■ Aufgabenstellung: Kopiere aus dem Text zur Sicherheitspolitik im Bundestag wörtlich den Abschnitt von „Aber zunächst zur“ bis „Also, Soll erfüllt?“.

■ Vorliegender Text:
+ + +

Thema "Sicherheitspolitik im Bundestag"

Von Klaus Naumann |
Es ist mal wieder soweit. Am 7. Oktober wird sich der Deutsche Bundestag mit der alljährlich fälligen Verlängerung des Mandats für die "International Security Assistance Force" in Afghanistan beschäftigen; im November wird dann die entsprechende Mandatierung der weiteren deutschen Beteiligung an der "Operation Enduring Freedom" erfolgen. Doch was in den nächsten Wochen durchgestimmt werden wird, ist schneller gesagt, als das, was – wieder einmal – unter den Tisch fällt.
Aber zunächst zur Habenseite: Das ISAF-Mandat wird personell erweitert; die Laufzeit auf 15 Monate verlängert, mit dem frommen Vorsatz, den unpopulären Einsatz aus dem Bundestagswahlkampf herauszuhalten; um die Mandatierung des Einsatzes von Aufklärungsflugzeugen vom Typ AWACS wird es wohl Streit und wohl ein Extra-Mandat geben; bei der Frage der Fortführung des ungeliebten OEF-Mandats werden die gewohnten Gegensätze aufeinanderprallen. Ach ja, und das auch noch: die Hilfsgelder der Bundesrepublik für den Wiederaufbau werden um circa 30 Millionen Euro aufgestockt werden. Aber das ist schon nicht mehr Gegenstand von Debatten und Beschlussfassungen, sondern fällt unter die leistungsbilanzierenden Mitteilungen der Regierung. Also, Soll erfüllt?

+ + +

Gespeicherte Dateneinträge
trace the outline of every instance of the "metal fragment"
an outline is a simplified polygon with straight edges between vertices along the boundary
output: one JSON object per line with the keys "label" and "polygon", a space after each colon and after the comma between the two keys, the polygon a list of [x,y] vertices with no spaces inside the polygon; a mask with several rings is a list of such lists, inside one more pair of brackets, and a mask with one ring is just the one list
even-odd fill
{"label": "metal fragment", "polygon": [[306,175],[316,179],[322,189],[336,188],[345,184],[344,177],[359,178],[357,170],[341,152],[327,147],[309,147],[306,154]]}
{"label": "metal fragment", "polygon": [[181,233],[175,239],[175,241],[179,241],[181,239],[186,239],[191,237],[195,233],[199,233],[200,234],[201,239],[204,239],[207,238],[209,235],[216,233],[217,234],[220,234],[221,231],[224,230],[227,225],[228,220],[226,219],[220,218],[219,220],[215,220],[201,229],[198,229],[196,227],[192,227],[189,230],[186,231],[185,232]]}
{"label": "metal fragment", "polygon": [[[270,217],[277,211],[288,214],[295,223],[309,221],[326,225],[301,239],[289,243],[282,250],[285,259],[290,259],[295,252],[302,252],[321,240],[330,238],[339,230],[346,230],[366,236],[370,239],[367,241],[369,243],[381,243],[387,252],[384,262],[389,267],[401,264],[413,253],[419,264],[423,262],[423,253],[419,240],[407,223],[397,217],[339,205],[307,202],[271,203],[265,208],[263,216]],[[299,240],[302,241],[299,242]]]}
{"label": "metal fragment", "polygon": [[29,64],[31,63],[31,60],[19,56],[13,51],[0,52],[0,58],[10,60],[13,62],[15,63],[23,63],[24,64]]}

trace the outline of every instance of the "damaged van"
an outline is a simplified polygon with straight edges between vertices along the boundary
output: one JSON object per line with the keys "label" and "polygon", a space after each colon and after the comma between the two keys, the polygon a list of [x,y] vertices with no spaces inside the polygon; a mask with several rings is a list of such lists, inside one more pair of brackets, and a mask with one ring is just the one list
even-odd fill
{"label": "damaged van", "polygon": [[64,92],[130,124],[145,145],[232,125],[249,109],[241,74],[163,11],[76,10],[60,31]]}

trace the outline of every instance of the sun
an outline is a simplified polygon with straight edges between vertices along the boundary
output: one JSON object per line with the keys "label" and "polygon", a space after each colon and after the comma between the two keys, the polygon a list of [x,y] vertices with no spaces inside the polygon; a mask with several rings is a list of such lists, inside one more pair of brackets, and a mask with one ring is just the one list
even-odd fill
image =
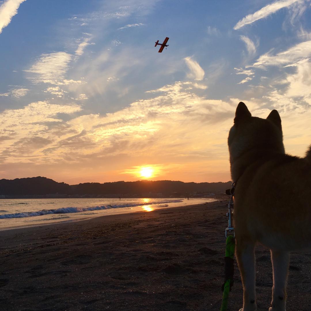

+ + +

■ Ergebnis:
Aber zunächst zur Habenseite: Das ISAF-Mandat wird personell erweitert; die Laufzeit auf 15 Monate verlängert, mit dem frommen Vorsatz, den unpopulären Einsatz aus dem Bundestagswahlkampf herauszuhalten; um die Mandatierung des Einsatzes von Aufklärungsflugzeugen vom Typ AWACS wird es wohl Streit und wohl ein Extra-Mandat geben; bei der Frage der Fortführung des ungeliebten OEF-Mandats werden die gewohnten Gegensätze aufeinanderprallen. Ach ja, und das auch noch: die Hilfsgelder der Bundesrepublik für den Wiederaufbau werden um circa 30 Millionen Euro aufgestockt werden. Aber das ist schon nicht mehr Gegenstand von Debatten und Beschlussfassungen, sondern fällt unter die leistungsbilanzierenden Mitteilungen der Regierung. Also, Soll erfüllt?